*実行課題*. 下の提供文章のうち、「これにより、雰囲気分離スロットに関する要求を、緩和することができる。」と「通過を阻止することができる。」の間の部分を、両端も含めて一字も変えずに引用する。

-------- 提供文章

これにより、雰囲気分離スロットに関する要求を、緩和することができる。
【0025】
本発明の第1見地による装置の一実施形態においては、雰囲気分離スロットが、フレキシブル基板を案内するための一対のまたは複数対の円筒形ローラを備えている。これにより、フレキシブル基板を、雰囲気分離スロットを通して容易に通過させることを可能としつつ、第1チャンバからのガス状物質の通過を阻止することができる。
【0026】
第2見地による方法の一実施形態においては、硬化可能な混合物は、好ましくは、光硬化性組成物とされ、光硬化性組成物は、カチオン的に硬化可能な組成物とカチオン性光重合開始剤、および/または、ジカル的に硬化可能な組成物とフリーラジカル性光重合開始剤、を有したものとされる。

----------------
-------- 収集データ

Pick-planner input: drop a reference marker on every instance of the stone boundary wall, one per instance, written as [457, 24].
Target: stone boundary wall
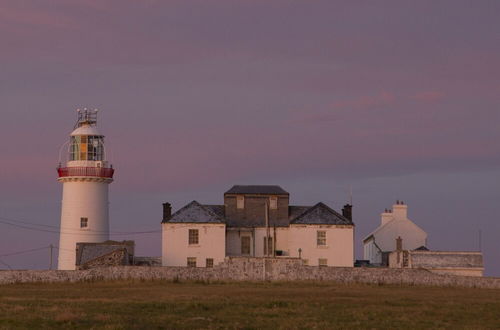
[253, 269]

----------------

*期待出力*.
これにより、雰囲気分離スロットに関する要求を、緩和することができる。
【0025】
本発明の第1見地による装置の一実施形態においては、雰囲気分離スロットが、フレキシブル基板を案内するための一対のまたは複数対の円筒形ローラを備えている。これにより、フレキシブル基板を、雰囲気分離スロットを通して容易に通過させることを可能としつつ、第1チャンバからのガス状物質の通過を阻止することができる。